Every 10 years, the May jobs report comes with a giant asterisk next to it, reflecting the hiring of hundreds of thousands of temporary workers to manage the US Census. Those are real, decent-paying jobs, but they last 2-3 months at the most. The June jobs report becomes a drag on the overall number, as those Census enumerators complete their term of service.
So you have to read the May 2010 jobs report by both taking in the overall number AND by subtracting out the Census jobs. And with that in mind, you can see that May reflected a step backward for hiring.
Total nonfarm payroll employment grew by 431,000 in May, reflecting the hiring of 411,000 temporary employees to work on Census 2010, the U.S. Bureau of Labor Statistics reported today. Private-sector employment changed little (+41,000). Manufacturing, temporary help services, and mining added jobs, while construction employment declined. The unemployment rate edged down to 9.7 percent.
Last month, private-sector employment increased by over 200,000.

| GIVEN PROBLEM 1 |
How would you put this sentence from the jobs report passage into Spanish: "The unemployment rate edged down to 9.7 percent."
| GIVEN PROBLEM 2 |
Could you swap "mining" for "retail" and write out the jobs report passage from "Total nonfarm payroll" up to and including "by over 200,000."?
| GIVEN PROBLEM 3 |
In the jobs report passage:
(a) How long do the temporary Census jobs last at most?
(b) How many temporary employees were hired to work on Census 2010 in May?
(c) By how much did private-sector employment increase last month?
The records that come next are separate material, unrelated to the jobs report passage.

| DATA ENTRIES |
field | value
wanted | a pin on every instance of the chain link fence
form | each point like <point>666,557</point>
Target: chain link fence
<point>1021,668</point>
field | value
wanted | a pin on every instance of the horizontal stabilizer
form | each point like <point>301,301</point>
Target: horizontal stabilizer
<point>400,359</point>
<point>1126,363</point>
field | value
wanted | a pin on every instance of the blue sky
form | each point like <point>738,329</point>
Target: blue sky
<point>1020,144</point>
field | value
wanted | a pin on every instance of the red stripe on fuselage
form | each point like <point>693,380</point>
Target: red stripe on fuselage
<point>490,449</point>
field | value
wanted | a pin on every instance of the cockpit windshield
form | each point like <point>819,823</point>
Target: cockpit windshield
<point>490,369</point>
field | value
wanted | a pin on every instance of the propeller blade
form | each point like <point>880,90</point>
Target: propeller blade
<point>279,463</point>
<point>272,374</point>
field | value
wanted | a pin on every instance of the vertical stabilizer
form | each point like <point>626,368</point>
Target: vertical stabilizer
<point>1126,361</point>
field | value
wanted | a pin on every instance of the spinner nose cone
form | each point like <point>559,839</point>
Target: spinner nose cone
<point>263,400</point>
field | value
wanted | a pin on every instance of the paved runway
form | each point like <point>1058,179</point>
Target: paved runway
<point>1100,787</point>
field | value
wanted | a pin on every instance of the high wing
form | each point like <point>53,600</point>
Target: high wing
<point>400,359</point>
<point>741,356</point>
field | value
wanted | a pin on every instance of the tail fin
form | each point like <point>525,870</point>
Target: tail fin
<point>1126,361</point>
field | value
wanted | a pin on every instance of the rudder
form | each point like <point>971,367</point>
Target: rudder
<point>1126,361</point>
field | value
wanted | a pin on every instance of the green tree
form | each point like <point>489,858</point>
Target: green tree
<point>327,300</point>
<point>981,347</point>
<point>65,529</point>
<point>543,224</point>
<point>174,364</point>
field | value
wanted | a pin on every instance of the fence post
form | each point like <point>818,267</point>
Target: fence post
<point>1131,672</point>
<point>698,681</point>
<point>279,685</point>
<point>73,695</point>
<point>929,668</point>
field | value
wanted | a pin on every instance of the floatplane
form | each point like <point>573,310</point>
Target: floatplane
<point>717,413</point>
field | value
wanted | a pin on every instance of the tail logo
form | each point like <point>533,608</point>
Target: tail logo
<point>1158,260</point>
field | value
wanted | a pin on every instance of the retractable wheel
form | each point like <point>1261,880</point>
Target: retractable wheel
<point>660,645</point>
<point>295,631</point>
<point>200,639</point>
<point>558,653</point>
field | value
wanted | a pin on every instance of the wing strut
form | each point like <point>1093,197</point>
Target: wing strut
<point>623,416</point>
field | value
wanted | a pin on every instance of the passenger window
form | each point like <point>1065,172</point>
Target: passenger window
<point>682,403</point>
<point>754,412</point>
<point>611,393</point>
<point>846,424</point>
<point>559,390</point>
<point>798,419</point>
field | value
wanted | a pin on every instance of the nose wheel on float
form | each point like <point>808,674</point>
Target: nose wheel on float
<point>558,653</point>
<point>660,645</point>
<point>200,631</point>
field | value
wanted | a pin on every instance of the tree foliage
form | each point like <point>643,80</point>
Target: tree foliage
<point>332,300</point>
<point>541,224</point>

...

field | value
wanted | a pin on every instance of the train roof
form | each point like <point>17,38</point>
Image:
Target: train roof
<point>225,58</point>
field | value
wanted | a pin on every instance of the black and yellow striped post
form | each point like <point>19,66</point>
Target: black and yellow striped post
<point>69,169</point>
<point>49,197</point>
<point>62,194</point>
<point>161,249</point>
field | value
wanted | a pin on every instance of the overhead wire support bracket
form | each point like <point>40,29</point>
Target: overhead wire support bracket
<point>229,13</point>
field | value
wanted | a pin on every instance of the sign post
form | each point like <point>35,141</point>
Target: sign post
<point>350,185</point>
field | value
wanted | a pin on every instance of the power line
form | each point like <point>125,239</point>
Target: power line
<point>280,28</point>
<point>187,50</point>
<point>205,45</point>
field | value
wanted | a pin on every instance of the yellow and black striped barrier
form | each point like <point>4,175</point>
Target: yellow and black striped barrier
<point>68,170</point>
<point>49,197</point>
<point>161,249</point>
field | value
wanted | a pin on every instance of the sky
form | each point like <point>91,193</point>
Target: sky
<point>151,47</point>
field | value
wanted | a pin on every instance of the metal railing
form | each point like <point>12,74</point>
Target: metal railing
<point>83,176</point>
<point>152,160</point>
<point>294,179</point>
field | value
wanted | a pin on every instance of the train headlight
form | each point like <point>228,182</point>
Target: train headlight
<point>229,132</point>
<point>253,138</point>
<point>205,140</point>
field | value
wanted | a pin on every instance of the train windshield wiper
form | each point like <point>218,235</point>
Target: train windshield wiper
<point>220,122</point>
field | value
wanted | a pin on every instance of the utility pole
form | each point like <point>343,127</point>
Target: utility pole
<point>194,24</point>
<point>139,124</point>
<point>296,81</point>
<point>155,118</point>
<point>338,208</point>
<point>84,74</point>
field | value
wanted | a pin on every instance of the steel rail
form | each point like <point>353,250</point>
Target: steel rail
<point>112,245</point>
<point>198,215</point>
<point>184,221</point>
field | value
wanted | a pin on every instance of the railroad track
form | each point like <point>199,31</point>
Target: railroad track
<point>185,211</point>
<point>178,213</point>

| FINAL ANSWER 1 |
La tasa de desempleo bajó ligeramente al 9,7 por ciento.

| FINAL ANSWER 2 |
Total nonfarm payroll employment grew by 431,000 in May, reflecting the hiring of 411,000 temporary employees to work on Census 2010, the U.S. Bureau of Labor Statistics reported today. Private-sector employment changed little (+41,000). Manufacturing, temporary help services, and retail added jobs, while construction employment declined. The unemployment rate edged down to 9.7 percent.
Last month, private-sector employment increased by over 200,000.

| FINAL ANSWER 3 |
(a) 2-3 months
(b) 411,000
(c) Over 200,000